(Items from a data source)

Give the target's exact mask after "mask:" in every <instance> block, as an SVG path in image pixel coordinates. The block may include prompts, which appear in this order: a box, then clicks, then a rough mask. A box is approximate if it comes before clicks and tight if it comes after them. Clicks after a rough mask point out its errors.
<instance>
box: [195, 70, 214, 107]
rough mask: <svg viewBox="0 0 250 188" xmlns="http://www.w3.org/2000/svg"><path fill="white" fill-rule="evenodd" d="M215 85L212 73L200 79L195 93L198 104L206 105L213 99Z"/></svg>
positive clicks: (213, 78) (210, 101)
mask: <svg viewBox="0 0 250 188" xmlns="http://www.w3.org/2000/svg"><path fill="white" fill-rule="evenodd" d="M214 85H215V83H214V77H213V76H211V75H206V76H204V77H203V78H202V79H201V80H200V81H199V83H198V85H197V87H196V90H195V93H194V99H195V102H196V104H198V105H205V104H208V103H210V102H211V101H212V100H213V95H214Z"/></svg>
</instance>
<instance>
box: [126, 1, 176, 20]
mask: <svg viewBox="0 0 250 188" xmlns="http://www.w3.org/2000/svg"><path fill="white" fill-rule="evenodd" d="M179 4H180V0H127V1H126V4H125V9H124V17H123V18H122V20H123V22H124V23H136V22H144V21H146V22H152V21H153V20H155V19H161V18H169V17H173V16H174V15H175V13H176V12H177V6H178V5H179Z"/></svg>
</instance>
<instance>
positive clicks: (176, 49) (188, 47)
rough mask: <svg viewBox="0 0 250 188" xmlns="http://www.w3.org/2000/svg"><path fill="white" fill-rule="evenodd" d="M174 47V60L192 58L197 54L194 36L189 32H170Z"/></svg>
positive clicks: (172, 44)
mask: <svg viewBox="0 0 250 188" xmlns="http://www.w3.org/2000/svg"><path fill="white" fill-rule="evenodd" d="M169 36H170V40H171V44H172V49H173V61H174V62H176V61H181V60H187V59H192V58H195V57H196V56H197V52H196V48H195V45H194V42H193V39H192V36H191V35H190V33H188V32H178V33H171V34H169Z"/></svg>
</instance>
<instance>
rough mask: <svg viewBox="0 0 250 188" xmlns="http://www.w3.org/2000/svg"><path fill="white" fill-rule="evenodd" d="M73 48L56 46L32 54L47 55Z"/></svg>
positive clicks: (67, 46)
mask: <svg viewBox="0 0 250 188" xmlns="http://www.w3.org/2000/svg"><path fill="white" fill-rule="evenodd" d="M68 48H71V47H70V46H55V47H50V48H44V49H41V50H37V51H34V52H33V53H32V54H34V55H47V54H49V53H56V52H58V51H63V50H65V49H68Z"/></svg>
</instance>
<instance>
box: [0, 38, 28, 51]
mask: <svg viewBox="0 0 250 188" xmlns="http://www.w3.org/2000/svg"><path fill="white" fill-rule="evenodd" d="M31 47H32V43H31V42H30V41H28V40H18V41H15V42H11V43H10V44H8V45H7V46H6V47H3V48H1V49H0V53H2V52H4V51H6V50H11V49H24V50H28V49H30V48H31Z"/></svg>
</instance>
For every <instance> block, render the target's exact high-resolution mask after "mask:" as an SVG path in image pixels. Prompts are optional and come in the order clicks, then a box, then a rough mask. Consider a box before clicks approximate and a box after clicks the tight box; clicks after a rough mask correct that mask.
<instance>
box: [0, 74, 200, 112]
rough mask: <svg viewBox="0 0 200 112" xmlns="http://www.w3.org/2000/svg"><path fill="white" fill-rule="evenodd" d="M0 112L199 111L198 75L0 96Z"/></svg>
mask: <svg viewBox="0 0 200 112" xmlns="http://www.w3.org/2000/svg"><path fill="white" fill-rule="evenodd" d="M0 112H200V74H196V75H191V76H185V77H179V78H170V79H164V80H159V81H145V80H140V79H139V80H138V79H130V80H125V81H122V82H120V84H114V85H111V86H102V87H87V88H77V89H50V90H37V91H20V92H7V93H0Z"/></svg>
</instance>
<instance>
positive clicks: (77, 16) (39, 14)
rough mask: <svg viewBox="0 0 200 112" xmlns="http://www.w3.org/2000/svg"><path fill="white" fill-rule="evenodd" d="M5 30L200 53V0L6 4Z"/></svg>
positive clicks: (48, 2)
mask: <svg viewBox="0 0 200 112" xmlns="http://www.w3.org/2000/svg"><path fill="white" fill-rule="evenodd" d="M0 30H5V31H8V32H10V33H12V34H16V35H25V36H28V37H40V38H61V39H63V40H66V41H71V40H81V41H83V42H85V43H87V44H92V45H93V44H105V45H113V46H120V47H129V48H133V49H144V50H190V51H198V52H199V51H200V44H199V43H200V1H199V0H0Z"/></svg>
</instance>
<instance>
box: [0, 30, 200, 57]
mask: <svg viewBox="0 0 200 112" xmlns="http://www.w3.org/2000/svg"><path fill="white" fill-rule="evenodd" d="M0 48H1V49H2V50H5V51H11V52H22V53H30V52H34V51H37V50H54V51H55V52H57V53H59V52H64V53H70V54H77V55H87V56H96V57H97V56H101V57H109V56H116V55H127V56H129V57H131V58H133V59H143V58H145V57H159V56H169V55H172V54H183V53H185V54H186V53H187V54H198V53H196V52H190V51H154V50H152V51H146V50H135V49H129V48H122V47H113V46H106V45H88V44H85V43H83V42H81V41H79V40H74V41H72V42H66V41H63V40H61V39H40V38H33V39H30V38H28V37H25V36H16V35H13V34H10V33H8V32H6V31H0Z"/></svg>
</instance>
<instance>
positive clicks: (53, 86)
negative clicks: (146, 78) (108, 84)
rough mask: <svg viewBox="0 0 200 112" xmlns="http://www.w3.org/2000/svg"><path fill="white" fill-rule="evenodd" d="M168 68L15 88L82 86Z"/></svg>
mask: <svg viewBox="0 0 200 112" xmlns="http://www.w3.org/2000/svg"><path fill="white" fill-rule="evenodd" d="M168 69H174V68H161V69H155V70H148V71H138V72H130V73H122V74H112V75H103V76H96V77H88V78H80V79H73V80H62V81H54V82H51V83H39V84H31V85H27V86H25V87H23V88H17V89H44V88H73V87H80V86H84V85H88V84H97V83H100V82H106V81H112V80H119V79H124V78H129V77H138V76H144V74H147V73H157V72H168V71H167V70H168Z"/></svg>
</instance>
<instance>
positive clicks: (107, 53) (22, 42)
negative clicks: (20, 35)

TASK DETAILS: Please copy the part of the listing that opens with its first line and closes with the line containing "positive clicks: (213, 78) (210, 101)", including both of those lines, reproducing every character unchanged.

TASK RESPONSE:
Give the target's exact mask after "mask:" in every <instance> block, as an SVG path in image pixel coordinates. The block may include prompts, which appear in this order: a box, then clicks, then a rough mask. A box is approximate if it comes before clicks and tight if it comes after them. Clicks after a rough mask point out its errors.
<instance>
box: [195, 70, 214, 107]
rough mask: <svg viewBox="0 0 250 188" xmlns="http://www.w3.org/2000/svg"><path fill="white" fill-rule="evenodd" d="M215 85L212 73L200 79L195 93L198 104L206 105L213 99Z"/></svg>
positive clicks: (213, 78) (210, 101)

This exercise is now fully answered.